** PROBLEM DETAILS **
Can you retype the part of the article on aged-care worker vaccinations starting at "Australian Nursing and" and ending at "in NSW, alarm."?

***** READING TEXT *****

Coalition urged to end vaccine ‘hunger games’
Aged-care providers and unions unite to demand aged-care workers be vaccinated quickly and safely with the Pfizer vaccine,
Aged-care providers and unions have demanded nursing home staff be vaccinated quickly and safely with the Pfizer vaccine, declaring they “should not be left to navigate the vaccine hunger games like everyone else”.
In a joint statement, peak aged-care organisations, the ACTU and union leaders said they had been calling for fast action to vaccinate aged-care workers for at least six months but the government’s program had “too often led to disappointment, frustration, confusion and anger”.
They urged the Morrison government to incorporate five principles into the rollout strategy including prioritised access to vaccination providers near workplaces; paid leave to access vaccinations and to recover from effects or reactions if needed; targeted vaccine education and communication; and transparency and accountability on vaccine data and supply
Providers and unions said the government should ensure aged care workers were vaccinated “quickly and safely using the Pfizer vaccine only”.
Australian Nursing and Midwifery Federation federal secretary Annie Butler said the government has not delivered on its strategy to make aged-care workers the highest priority, and was “now using a ‘smoke and mirrors’ game to pin the responsibility on the worker”.
“But as we’ve seen with the latest Covid outbreak in NSW, the vaccine rollout in privately run aged-care facilities is not a game. It is completely serious,” she said.
“The government’s so-called plan for aged-care vaccinations has done nothing but increase confusion and, now for relatives of aged-care residents in NSW, alarm.
“Workers are still not guaranteed access to vaccines, whether on or off-site and there’s insufficient support or special leave provisions to manage possible side-effects or reactions and the need to take time off.”

***** RECORDED INFORMATION *****

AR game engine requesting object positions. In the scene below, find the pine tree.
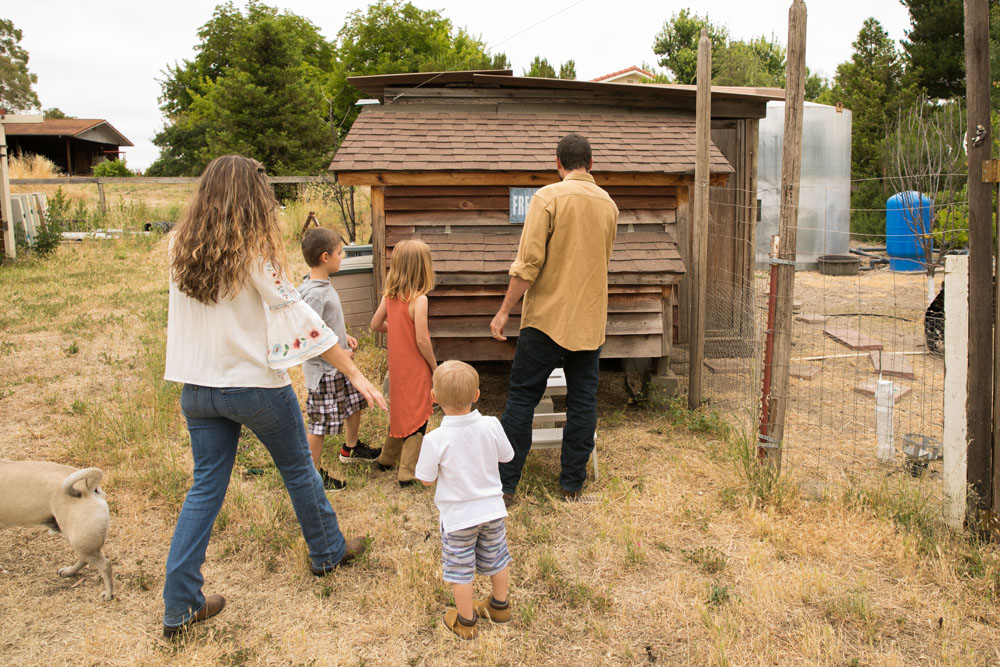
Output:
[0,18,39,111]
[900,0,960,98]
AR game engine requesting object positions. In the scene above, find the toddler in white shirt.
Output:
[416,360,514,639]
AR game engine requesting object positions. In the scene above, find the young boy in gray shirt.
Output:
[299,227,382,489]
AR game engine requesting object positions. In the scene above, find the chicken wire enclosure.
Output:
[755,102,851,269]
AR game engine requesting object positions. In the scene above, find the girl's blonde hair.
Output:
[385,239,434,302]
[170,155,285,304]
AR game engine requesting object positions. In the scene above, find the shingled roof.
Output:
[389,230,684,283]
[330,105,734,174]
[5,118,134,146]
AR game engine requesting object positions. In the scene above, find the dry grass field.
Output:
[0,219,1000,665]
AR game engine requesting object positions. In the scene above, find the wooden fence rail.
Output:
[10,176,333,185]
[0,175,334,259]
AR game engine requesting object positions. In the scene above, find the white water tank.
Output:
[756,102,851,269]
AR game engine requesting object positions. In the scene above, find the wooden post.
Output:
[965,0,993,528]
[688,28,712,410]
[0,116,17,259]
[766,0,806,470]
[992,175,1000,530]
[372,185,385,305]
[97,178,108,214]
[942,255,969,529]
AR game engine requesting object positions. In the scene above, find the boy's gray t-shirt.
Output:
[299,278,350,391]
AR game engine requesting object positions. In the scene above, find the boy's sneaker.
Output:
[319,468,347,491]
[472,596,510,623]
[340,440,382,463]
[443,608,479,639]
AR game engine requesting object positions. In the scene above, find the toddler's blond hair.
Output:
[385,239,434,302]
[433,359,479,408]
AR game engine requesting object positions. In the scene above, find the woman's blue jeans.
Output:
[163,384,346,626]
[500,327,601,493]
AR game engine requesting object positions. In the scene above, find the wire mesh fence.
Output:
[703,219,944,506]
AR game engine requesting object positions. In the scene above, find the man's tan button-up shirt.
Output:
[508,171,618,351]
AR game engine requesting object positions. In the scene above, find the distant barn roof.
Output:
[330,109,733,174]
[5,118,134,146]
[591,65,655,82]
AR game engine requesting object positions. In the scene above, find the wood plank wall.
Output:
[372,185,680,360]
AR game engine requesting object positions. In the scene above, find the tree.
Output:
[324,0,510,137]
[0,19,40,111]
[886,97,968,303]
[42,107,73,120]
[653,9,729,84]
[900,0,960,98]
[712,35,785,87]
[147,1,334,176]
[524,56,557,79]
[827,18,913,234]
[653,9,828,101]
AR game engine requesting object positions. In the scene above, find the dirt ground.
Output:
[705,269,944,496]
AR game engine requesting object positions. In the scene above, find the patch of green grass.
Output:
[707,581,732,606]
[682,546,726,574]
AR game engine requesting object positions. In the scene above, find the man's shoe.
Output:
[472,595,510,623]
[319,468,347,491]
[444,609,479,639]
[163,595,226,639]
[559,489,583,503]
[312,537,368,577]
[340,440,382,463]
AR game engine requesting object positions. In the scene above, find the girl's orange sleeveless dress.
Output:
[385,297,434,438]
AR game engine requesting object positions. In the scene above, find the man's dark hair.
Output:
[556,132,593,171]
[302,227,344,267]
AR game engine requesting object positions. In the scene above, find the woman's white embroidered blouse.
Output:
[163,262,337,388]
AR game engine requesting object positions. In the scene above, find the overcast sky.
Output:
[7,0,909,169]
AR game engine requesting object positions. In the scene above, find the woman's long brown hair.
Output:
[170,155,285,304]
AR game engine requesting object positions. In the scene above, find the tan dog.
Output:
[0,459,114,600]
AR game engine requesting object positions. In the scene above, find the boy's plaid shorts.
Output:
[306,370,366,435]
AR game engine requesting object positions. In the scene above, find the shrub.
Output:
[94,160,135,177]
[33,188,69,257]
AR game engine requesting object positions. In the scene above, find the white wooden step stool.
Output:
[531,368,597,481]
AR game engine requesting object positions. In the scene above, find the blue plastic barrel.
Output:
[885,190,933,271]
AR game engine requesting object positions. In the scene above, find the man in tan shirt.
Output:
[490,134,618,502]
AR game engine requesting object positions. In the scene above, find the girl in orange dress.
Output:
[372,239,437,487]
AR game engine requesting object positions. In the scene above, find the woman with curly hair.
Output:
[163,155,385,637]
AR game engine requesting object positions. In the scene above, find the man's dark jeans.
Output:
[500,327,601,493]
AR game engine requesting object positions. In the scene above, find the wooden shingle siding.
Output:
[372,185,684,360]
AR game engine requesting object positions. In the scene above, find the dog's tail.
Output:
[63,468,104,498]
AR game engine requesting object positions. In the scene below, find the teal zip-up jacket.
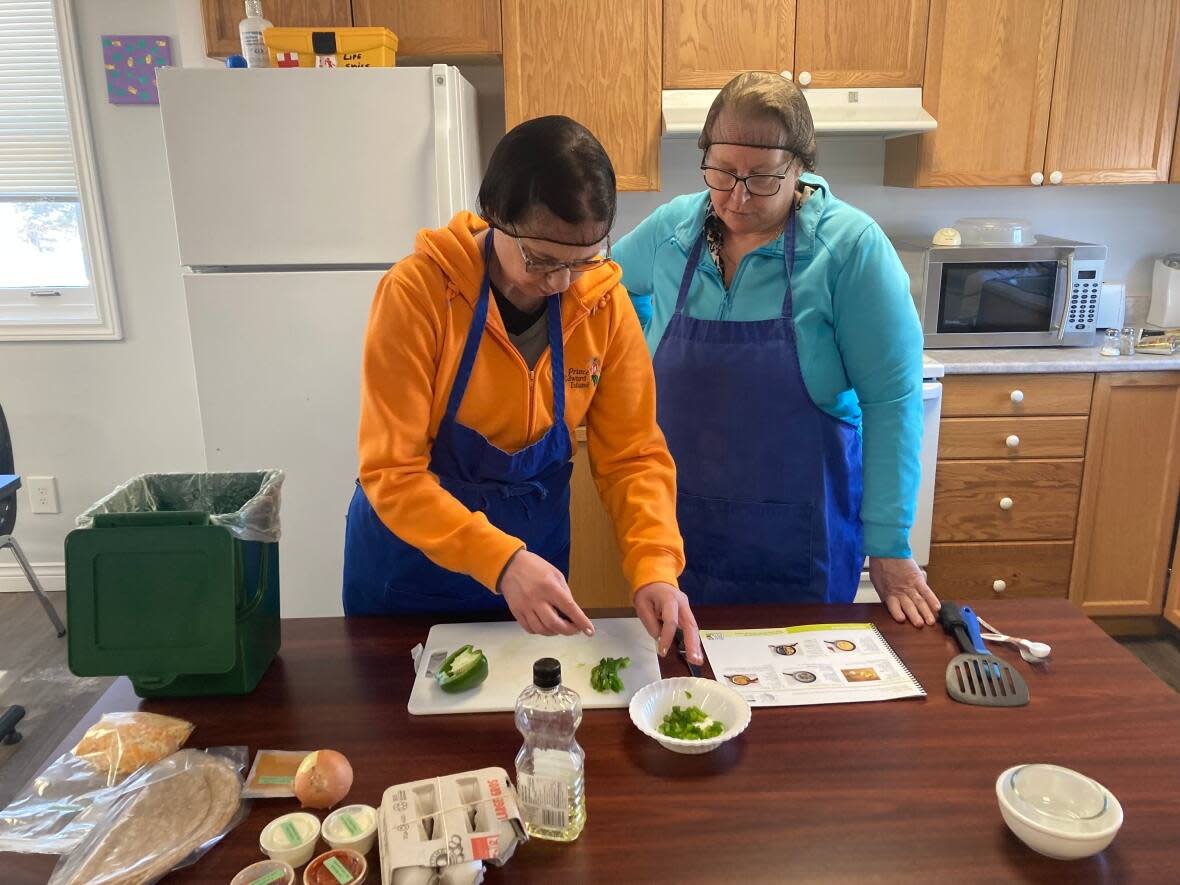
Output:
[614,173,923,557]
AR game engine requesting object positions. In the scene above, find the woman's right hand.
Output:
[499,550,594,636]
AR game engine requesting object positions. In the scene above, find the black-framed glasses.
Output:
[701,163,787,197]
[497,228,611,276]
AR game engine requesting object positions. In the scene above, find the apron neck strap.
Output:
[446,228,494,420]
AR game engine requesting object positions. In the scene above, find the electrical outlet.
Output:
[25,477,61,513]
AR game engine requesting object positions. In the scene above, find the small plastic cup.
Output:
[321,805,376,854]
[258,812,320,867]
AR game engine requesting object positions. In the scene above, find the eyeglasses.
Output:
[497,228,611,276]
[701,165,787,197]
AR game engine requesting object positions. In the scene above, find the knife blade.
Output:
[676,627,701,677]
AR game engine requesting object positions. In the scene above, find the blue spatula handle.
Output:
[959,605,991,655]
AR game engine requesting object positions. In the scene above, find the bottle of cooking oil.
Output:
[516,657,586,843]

*****

** SOLVED EXERCISE **
Australian Nursing and Midwifery Federation federal secretary Annie Butler said the government has not delivered on its strategy to make aged-care workers the highest priority, and was “now using a ‘smoke and mirrors’ game to pin the responsibility on the worker”.
“But as we’ve seen with the latest Covid outbreak in NSW, the vaccine rollout in privately run aged-care facilities is not a game. It is completely serious,” she said.
“The government’s so-called plan for aged-care vaccinations has done nothing but increase confusion and, now for relatives of aged-care residents in NSW, alarm.